» The problem
From the entries below, copy every line where the string "this" appears.

» Supplied information
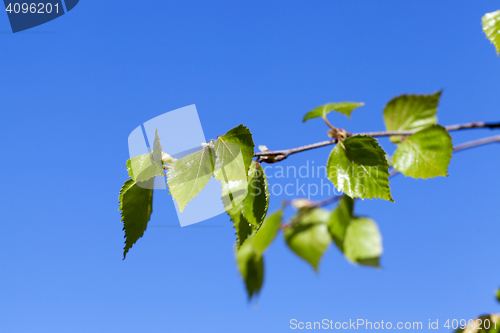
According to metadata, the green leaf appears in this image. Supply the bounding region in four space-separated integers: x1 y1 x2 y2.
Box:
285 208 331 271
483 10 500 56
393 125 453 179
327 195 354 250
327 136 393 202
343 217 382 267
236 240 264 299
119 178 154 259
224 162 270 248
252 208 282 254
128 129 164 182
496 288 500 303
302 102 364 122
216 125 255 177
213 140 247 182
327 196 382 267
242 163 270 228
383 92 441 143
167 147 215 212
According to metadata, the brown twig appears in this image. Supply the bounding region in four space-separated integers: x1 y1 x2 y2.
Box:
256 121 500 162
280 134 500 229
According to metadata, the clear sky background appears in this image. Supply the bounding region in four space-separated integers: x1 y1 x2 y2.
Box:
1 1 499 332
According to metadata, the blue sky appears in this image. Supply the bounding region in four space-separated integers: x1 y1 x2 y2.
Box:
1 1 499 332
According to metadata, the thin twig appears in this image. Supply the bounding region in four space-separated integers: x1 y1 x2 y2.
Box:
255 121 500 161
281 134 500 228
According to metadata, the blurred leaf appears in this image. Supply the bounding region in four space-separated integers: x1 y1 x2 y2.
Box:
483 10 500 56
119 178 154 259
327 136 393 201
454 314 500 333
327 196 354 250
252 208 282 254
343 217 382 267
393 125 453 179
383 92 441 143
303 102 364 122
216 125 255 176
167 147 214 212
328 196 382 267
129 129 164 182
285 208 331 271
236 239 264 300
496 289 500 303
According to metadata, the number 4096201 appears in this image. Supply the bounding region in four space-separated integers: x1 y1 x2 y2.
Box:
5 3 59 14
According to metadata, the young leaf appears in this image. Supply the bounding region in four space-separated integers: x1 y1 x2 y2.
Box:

» Exercise result
According to metadata, the green leaf appears in this image. Supply the bounding region in four space-separated integers: x1 y1 x2 y2.
According to metadata, the brown twig appears in this image. Supply the bounding region in four space-separated integers: x1 y1 x2 y2.
According to metadata, the clear sky background appears in this image. Supply the bounding region in four space-separated integers: x1 y1 x2 y2.
According to metadata, the blue sky appears in this image. Supply the bounding region in four space-separated integers: x1 y1 x2 y2.
According to metadata, the thin twig appears in this image. Supply the bounding region in four space-separated integers: x1 y1 x2 y2.
According to metadata, the blurred leaf appears in this image. Supply the bounding region in four space-separated integers: x1 y1 x2 y2.
According to metadata, the number 4096201 appears in this image. Supply the bounding region in four space-separated integers: x1 y1 x2 y2.
According to metadata, the young leaf appears in this image. Supply the bounding region in four space-separated integers: x1 y1 x2 y2.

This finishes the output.